Your objective –
Extract exactly the range of lines bounded by the line containing "Target: bent knee" and the final line of the listing, both ends included, and no other lines.

Records supplied –
(begin)

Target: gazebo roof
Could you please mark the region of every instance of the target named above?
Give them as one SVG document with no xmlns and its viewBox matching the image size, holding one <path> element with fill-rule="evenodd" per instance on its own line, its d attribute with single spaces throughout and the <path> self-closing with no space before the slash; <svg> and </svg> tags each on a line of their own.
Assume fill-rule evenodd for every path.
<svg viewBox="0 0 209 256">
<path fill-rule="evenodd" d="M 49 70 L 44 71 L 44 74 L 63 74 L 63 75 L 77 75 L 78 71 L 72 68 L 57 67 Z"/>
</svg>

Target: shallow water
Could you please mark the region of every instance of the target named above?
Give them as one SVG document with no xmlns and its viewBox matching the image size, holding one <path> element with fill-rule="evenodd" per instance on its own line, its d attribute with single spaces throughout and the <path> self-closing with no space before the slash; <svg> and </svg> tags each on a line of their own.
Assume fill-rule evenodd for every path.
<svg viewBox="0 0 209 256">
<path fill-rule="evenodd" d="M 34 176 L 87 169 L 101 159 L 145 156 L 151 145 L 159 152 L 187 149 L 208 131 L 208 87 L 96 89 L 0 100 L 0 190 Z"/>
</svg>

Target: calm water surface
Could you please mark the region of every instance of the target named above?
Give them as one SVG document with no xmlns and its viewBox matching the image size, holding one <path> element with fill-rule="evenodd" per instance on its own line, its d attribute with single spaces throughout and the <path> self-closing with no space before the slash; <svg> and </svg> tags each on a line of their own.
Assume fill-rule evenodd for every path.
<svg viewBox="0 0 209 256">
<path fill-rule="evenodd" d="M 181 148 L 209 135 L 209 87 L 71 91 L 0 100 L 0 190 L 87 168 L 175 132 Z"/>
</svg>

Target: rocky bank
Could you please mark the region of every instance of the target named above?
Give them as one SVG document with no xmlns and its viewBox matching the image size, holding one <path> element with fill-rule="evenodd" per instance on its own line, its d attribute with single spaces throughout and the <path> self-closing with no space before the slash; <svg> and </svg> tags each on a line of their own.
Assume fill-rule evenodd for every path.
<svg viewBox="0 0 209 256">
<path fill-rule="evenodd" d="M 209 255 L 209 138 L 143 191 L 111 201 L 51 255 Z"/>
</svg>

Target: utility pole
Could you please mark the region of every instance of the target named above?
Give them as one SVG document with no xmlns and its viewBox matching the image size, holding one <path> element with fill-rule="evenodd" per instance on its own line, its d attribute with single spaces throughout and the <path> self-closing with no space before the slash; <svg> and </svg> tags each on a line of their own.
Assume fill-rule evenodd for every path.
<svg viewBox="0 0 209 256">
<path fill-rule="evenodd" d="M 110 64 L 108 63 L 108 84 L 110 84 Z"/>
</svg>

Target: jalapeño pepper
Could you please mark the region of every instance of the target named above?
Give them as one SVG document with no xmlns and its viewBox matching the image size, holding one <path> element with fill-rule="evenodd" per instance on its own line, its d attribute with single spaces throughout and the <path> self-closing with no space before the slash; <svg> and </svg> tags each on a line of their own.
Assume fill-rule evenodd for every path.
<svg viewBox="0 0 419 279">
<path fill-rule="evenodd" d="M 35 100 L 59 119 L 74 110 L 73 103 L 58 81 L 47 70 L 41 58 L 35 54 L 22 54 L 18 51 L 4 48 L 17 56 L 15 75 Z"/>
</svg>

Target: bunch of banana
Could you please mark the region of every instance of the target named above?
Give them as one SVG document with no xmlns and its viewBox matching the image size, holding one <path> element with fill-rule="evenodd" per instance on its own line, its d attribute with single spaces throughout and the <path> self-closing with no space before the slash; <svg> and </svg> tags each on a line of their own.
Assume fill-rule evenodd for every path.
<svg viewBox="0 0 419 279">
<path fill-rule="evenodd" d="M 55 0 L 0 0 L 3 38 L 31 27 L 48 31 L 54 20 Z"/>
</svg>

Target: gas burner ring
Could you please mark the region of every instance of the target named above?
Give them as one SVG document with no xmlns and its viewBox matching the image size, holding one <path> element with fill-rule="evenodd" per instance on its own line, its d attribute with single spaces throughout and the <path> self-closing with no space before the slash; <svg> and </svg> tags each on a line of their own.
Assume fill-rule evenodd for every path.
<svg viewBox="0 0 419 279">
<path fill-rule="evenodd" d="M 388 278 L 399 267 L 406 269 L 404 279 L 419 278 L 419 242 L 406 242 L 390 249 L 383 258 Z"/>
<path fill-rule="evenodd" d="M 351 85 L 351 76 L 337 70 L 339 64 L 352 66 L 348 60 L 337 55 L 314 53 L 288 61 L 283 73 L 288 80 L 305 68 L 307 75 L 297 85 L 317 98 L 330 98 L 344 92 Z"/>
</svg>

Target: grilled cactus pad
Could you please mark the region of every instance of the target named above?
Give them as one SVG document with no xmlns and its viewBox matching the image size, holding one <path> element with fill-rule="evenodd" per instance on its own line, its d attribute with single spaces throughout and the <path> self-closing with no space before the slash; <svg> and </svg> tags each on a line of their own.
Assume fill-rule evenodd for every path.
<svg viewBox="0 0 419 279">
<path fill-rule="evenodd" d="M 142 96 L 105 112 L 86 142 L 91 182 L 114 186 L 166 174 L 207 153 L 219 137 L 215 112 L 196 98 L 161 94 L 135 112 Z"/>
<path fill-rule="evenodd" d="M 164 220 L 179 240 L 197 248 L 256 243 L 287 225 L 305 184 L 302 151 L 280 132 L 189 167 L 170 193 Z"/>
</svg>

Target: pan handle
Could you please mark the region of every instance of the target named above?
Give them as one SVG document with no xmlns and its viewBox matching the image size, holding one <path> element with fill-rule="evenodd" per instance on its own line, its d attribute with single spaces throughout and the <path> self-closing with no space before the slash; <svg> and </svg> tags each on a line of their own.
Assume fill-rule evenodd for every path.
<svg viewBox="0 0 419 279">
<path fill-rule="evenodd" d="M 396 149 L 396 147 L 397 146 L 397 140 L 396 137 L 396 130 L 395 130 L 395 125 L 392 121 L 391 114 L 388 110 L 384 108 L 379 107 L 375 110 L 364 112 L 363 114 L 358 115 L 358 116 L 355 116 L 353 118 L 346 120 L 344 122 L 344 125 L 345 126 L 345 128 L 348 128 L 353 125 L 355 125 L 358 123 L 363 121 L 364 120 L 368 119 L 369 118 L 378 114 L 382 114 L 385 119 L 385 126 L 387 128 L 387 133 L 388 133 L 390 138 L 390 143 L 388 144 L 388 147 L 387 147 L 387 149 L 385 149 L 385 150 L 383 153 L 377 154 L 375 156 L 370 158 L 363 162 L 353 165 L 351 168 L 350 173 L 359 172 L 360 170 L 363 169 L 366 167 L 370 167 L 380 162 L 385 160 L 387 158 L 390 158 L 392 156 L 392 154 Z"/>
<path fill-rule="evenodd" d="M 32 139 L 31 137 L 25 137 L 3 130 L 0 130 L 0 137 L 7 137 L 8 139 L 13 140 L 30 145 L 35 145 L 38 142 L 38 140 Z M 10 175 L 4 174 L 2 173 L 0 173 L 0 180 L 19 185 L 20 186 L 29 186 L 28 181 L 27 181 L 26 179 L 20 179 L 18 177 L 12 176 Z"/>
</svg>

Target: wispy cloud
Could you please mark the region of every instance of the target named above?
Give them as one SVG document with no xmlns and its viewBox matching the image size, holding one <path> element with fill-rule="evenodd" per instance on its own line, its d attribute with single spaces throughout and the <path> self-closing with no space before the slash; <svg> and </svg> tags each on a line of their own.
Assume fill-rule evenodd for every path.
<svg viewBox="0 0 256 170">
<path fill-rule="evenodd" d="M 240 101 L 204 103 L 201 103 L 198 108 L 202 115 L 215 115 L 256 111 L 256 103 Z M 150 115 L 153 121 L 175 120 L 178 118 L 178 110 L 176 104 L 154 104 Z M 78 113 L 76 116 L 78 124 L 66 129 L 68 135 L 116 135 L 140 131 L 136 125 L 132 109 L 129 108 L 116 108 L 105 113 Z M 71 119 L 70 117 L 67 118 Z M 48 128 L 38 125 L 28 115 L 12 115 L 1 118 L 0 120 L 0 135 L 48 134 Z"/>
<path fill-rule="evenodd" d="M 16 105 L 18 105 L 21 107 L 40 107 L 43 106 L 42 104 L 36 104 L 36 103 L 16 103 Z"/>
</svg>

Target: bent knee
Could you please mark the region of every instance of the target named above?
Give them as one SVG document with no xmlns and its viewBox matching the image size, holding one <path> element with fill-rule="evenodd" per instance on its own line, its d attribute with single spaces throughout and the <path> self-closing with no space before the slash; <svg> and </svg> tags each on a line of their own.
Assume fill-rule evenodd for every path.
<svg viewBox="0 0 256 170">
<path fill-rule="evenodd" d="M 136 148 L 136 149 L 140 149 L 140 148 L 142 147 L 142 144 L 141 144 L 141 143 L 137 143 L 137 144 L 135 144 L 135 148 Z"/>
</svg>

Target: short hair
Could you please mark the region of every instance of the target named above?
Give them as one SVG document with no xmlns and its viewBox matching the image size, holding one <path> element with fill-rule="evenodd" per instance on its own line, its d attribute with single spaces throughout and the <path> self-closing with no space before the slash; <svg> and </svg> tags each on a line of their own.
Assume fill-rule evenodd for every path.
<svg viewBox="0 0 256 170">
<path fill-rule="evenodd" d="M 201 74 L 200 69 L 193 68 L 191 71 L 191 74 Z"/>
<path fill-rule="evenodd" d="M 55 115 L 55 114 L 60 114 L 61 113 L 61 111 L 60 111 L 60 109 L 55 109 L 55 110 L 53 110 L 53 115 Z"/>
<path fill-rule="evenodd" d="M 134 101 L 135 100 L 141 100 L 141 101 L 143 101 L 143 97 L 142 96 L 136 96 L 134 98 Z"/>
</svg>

(end)

Response to this exercise –
Target: bent knee
Could you please mark the region of every instance of the target named above?
Give them as one SVG document with no xmlns and its viewBox matching the image size, holding one <path> element with fill-rule="evenodd" per instance on its own line, its d attribute with single spaces throughout and the <path> self-closing with no space before the slash; <svg> and </svg> tags each on a line of their own.
Assume fill-rule evenodd for every path.
<svg viewBox="0 0 256 170">
<path fill-rule="evenodd" d="M 136 148 L 136 149 L 140 149 L 140 148 L 142 147 L 142 144 L 141 144 L 141 143 L 137 143 L 137 144 L 135 144 L 135 148 Z"/>
</svg>

Target: short hair
Could you please mark the region of every instance of the target named above?
Give them as one SVG document with no xmlns and its viewBox matching the image size, holding one <path> element with fill-rule="evenodd" per instance on its own line, its d attribute with single spaces throughout and the <path> self-closing with no space before the slash; <svg> and </svg> tags each on a line of their own.
Assume fill-rule evenodd for every path.
<svg viewBox="0 0 256 170">
<path fill-rule="evenodd" d="M 201 74 L 200 69 L 193 68 L 191 71 L 191 74 Z"/>
<path fill-rule="evenodd" d="M 55 115 L 55 114 L 60 114 L 61 113 L 61 111 L 60 111 L 60 109 L 55 109 L 55 110 L 53 110 L 53 115 Z"/>
<path fill-rule="evenodd" d="M 134 101 L 135 100 L 141 100 L 141 101 L 143 101 L 143 97 L 142 96 L 136 96 L 134 98 Z"/>
</svg>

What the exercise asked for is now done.